Task requirements: Copy out each line of the listing below in which the string "tree" occurs.
_ _ _ _
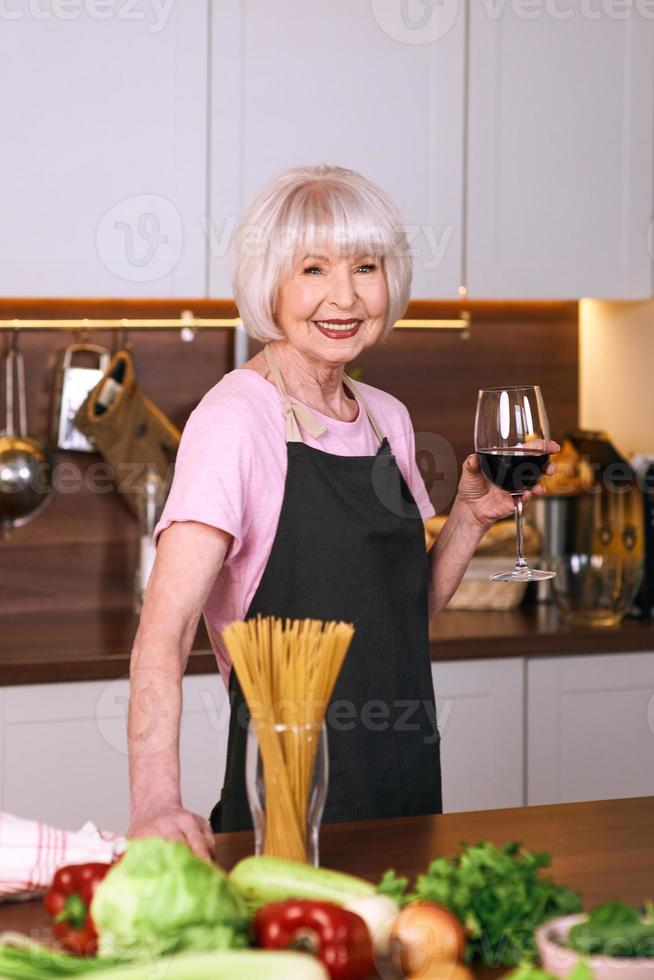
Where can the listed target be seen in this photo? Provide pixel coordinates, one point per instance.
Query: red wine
(514, 469)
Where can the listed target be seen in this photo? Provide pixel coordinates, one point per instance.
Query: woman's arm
(189, 557)
(449, 556)
(477, 505)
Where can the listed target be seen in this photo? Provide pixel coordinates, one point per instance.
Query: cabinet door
(591, 727)
(103, 170)
(64, 750)
(480, 708)
(560, 149)
(369, 86)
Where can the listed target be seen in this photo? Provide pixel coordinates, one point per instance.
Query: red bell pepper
(339, 938)
(68, 900)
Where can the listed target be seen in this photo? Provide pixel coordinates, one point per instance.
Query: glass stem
(519, 536)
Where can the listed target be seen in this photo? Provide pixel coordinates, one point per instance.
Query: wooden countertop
(95, 645)
(602, 849)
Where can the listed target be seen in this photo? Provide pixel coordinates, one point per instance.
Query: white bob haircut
(301, 209)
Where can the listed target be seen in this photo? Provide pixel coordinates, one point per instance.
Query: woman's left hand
(485, 502)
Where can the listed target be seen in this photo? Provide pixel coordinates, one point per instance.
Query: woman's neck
(316, 383)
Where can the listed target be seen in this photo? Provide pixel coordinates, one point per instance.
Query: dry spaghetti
(287, 672)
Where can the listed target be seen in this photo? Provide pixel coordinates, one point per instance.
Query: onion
(427, 938)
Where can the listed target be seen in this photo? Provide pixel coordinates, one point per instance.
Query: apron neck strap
(297, 414)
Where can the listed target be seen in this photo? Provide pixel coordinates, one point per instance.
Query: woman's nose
(343, 292)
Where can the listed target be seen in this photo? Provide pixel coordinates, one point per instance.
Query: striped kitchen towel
(31, 852)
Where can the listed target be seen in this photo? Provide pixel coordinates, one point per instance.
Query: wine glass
(512, 437)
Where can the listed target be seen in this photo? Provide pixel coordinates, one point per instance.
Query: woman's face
(331, 307)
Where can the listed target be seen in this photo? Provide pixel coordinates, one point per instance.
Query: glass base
(523, 575)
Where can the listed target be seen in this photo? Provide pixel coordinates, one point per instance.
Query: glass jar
(308, 741)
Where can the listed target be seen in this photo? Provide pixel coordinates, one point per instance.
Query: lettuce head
(160, 898)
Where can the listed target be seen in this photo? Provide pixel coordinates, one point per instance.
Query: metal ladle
(25, 464)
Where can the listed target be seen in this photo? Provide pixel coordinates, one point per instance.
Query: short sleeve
(414, 480)
(211, 473)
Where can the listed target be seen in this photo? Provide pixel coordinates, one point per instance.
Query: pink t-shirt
(231, 469)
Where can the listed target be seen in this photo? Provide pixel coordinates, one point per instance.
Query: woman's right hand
(176, 823)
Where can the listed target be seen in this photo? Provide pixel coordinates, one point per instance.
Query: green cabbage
(160, 898)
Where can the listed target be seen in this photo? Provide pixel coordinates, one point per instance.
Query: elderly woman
(296, 494)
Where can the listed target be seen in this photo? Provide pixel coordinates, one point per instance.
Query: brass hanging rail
(188, 320)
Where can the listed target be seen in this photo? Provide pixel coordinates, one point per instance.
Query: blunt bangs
(302, 210)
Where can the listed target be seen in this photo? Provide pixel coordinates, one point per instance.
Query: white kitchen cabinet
(348, 83)
(590, 727)
(560, 135)
(480, 710)
(103, 170)
(64, 751)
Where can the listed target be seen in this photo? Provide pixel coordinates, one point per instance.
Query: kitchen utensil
(128, 429)
(594, 535)
(25, 464)
(596, 589)
(558, 960)
(75, 383)
(152, 496)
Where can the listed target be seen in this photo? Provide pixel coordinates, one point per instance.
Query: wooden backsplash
(81, 553)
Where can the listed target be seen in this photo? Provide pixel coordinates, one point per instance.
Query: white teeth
(338, 327)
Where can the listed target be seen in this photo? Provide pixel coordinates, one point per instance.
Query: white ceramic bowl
(559, 961)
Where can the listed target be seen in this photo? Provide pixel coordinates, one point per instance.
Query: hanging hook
(125, 342)
(84, 333)
(187, 333)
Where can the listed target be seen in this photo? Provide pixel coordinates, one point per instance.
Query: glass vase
(291, 791)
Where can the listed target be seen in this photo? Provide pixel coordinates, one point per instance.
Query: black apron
(350, 546)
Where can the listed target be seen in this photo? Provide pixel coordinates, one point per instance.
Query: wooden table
(603, 849)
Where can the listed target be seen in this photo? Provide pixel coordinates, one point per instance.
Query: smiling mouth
(338, 329)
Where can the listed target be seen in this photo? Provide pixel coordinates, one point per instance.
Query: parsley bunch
(497, 893)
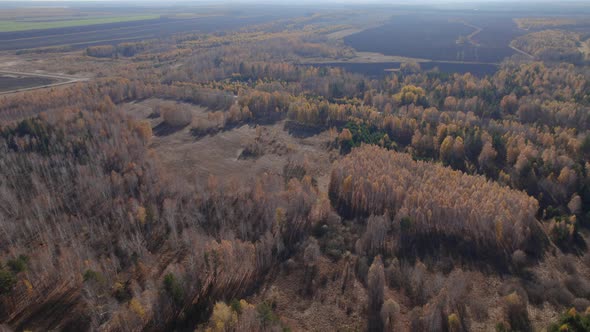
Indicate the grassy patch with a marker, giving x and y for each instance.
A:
(12, 26)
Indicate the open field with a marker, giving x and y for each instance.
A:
(469, 38)
(11, 82)
(11, 26)
(183, 153)
(382, 69)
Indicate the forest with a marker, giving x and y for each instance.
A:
(245, 180)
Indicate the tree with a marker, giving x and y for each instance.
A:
(389, 313)
(376, 287)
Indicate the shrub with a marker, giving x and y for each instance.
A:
(174, 288)
(266, 315)
(176, 115)
(572, 321)
(517, 313)
(18, 264)
(122, 291)
(7, 281)
(91, 275)
(454, 323)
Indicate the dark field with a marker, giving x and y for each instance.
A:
(379, 70)
(10, 82)
(114, 33)
(439, 37)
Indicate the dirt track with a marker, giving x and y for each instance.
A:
(61, 80)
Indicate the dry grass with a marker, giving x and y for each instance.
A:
(198, 158)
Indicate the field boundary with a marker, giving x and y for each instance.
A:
(63, 80)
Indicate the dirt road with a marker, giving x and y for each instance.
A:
(61, 80)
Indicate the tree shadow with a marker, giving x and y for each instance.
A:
(164, 129)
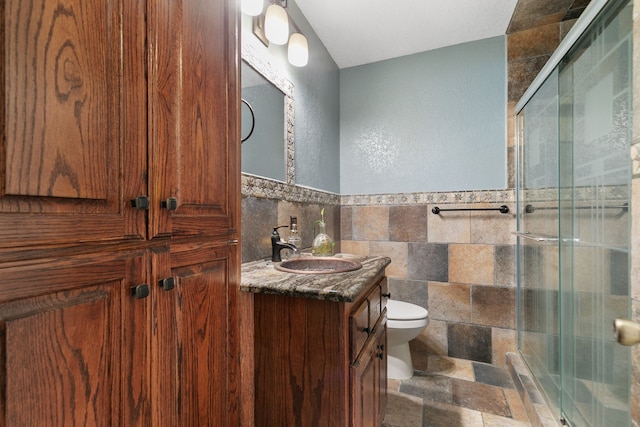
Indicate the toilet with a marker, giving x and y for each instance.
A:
(405, 321)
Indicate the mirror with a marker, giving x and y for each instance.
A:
(268, 150)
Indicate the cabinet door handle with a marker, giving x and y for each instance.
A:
(141, 203)
(170, 204)
(140, 291)
(168, 283)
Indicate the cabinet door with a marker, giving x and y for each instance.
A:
_ _ _ _
Response to the task:
Indicate the tree with a marker, giving x and y for each instance.
Indicate the tree shadow with a marker, giving x and y for each instance.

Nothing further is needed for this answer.